--- Requirement ---
Reproduce word for word the part of the car forum thread starting at "I thought about" and ending at "my silver bullet.".

--- Page excerpt ---
==*==
I took a drive in an RX8 last friday, although it is more practical than a TT, I find it a very vague car, with the steering being the most vague, although the brakes are very good. Its that vague I havent figured out what purpose it serves. Its not exactly a sports coupe, nor is it a family car. Interior is nowhere near as nice as a TT, though it does have 2 proper rear seats. Take NuTTs advice, get rid of the Mondeo.

It also didnt help that whilst on the test drive and the salesman was doing his best to talk me into buying the car, an old guy in an SL 55, went past me like I was stopped. Got back into the TT and heard that reasurring "ssshhhh" from the turbo.


----------



## Dont I Recognise You (Oct 10, 2003)

sell the Ford, sell the Ford...... 

lets face it - your kids are teenagers.

in a few years they're gonna be slapping you for a car of their own anyway.

Buy a cheap n cheeful something and run it into the ground.
(or more to the point - let the missus do that while you enjoy the TT )


----------



## Antwerpman (Nov 4, 2002)

PurpleTT said


> Got 2 teenagers now


Did you not see that comming?? Little buggers growing up like that without permission and spoiling dads fun ;D


----------



## fastasflip (May 13, 2003)

The army is doing a good deal at the moment, send one, send the other one free!

Or encourage them to become submariners as they only come home once every two years!

Keep the TT my next door neighbours just got an rx8 and i wonder when it's a 6 year old design will it still get the admiring glances as does the TT


----------



## beastty (May 7, 2002)

Looks like TT with Mondeo is a pretty common combo.

I've made the decision to keep the Mondy, (v6 1997 with 85 on the cloick) its not worth anything anyway, and its always useful to have a car you can treat like a skip.

I took the RX8 out and liked it the drive, but its still not very practical, the boot space is tiny compared to the coupe.

Go and have a look at the A4 190 psi, you won't be disappointed.

All IMHO of course


----------



## L8_0RGY (Sep 12, 2003)

> "stone chips - knackered std 17" wheels - windows life of their own - 4 new coil packs - but it's love "


Not related to this topic really but you sig really makes me laugh.

It says it all about the TT - although i scuffed my alloys more times than i can remember and been pulled over by PC Plod three times nothing can deter from getting back into iTT as i love iTT so much.

I thought about getting a Z4 when they first came out but price, interior design and lack of service put me straight off and i'm so glad i've still got my silver bullet.

I think you'll regret it but it's up to you.


----------



## Dotti (Mar 9, 2003)

Test drive one! You will love it! Has all the gizmos you can want. Clever rear opening doors and even two adults sit comfortably in the back of the car 8). This car is my second love affair   :-X. Sexy in velocity red too with the red and black leather and red leather sports pack


----------



## purplett (Dec 9, 2002)

Oh blimey I was doing fine 'till you chipped in Abi!!! ;D

Your comments are all very gratefully received. BeasTTy's comment about the mobile skip (the Mondy not the TT) is very valid. Last weekend I had half the studwork from the boy's bedroom in it. Plaster & nails everywhere - and I didn't care!

Trade in value for the S-reg 85k repmobile was Â£2k last year when I got the TT hence I kept it.
==*==
--- Record list ---
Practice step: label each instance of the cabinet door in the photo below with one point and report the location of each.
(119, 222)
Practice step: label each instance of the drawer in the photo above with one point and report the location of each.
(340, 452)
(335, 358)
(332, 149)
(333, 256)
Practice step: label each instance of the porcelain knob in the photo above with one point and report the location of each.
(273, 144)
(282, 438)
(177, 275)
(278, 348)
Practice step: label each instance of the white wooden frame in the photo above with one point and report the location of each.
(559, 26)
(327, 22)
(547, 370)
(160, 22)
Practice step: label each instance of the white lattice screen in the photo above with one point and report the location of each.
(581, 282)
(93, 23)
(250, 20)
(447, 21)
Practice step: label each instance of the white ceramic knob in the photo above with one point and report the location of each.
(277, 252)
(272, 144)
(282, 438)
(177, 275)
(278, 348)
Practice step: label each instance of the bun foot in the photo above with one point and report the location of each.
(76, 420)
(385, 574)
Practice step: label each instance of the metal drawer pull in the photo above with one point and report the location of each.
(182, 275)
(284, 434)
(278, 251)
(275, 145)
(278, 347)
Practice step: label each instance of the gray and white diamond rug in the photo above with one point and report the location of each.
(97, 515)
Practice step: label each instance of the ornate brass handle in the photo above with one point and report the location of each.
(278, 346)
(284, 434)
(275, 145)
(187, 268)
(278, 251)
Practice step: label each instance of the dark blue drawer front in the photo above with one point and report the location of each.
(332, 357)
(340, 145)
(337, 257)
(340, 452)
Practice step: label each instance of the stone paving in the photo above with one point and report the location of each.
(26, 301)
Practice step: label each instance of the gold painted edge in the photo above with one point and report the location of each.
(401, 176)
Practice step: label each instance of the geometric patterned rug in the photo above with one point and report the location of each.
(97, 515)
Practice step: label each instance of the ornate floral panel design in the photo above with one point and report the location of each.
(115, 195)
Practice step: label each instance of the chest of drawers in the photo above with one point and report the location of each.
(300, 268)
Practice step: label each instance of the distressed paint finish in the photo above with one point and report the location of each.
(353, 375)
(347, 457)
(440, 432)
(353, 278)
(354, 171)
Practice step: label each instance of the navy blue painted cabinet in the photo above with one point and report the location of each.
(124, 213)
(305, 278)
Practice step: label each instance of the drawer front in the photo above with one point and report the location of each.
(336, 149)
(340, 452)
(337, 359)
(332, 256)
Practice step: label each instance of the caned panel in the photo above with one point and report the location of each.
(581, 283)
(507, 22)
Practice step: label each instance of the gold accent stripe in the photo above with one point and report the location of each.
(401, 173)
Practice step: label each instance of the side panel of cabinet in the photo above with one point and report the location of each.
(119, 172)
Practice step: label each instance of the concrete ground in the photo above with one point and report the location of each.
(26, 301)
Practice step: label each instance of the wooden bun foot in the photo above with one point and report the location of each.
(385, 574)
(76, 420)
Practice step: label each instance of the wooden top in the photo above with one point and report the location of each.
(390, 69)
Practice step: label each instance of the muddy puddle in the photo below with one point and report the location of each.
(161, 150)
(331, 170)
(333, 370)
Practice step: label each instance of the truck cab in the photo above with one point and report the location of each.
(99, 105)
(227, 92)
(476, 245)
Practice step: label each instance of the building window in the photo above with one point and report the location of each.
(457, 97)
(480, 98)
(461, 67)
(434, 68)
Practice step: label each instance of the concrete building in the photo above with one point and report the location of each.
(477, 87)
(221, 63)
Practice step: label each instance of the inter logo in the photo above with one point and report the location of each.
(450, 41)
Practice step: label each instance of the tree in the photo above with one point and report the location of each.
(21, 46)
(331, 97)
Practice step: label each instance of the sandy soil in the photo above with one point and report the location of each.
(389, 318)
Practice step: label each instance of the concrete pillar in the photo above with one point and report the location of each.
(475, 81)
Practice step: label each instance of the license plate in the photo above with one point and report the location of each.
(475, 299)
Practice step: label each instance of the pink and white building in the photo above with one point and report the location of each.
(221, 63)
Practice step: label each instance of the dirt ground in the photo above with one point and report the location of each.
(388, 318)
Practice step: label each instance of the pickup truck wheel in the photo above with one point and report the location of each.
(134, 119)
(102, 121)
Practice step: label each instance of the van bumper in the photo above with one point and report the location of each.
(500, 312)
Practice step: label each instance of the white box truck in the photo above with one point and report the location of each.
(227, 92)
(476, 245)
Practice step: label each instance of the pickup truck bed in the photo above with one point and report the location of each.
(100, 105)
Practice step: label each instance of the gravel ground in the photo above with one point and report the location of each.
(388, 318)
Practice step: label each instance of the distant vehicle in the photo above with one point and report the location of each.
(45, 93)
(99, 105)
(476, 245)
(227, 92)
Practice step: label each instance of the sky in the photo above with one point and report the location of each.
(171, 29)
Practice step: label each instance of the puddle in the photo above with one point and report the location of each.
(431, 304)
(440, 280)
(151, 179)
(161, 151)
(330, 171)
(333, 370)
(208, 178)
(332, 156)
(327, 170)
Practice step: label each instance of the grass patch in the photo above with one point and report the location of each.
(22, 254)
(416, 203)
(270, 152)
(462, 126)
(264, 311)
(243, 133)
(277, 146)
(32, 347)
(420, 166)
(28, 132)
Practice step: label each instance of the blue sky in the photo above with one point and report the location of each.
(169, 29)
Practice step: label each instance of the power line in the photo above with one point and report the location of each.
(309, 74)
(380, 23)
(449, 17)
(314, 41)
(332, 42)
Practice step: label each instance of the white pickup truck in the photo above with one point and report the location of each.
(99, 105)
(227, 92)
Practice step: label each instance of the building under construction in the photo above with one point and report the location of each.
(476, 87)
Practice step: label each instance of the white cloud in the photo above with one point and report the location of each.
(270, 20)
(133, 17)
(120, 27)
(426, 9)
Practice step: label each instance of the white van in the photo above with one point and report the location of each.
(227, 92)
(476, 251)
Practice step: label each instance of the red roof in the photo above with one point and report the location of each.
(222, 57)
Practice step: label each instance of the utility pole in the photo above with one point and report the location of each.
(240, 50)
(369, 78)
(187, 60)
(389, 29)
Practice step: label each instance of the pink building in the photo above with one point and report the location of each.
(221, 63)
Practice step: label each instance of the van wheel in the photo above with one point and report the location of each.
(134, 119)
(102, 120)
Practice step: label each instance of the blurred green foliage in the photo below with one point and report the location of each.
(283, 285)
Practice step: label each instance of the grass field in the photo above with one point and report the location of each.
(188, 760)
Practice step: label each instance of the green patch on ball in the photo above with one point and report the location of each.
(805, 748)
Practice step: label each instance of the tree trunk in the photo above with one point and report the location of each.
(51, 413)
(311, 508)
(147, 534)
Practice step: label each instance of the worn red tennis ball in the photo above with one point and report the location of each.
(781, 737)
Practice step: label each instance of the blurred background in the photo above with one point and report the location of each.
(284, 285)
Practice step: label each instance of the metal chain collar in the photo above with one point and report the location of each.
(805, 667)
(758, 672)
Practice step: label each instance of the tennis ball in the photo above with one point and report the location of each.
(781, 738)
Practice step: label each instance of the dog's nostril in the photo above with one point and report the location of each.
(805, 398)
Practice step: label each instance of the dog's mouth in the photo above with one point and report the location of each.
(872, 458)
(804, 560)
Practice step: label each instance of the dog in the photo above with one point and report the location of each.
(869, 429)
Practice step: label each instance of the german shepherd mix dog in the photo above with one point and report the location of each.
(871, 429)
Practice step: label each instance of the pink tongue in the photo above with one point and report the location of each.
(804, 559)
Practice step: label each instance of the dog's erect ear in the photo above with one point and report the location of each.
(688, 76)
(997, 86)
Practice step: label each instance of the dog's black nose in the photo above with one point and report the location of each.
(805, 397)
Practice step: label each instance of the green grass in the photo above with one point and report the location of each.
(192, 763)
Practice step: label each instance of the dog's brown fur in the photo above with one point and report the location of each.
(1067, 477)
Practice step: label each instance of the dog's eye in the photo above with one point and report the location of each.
==*==
--- Reply ---
I thought about getting a Z4 when they first came out but price, interior design and lack of service put me straight off and i'm so glad i've still got my silver bullet.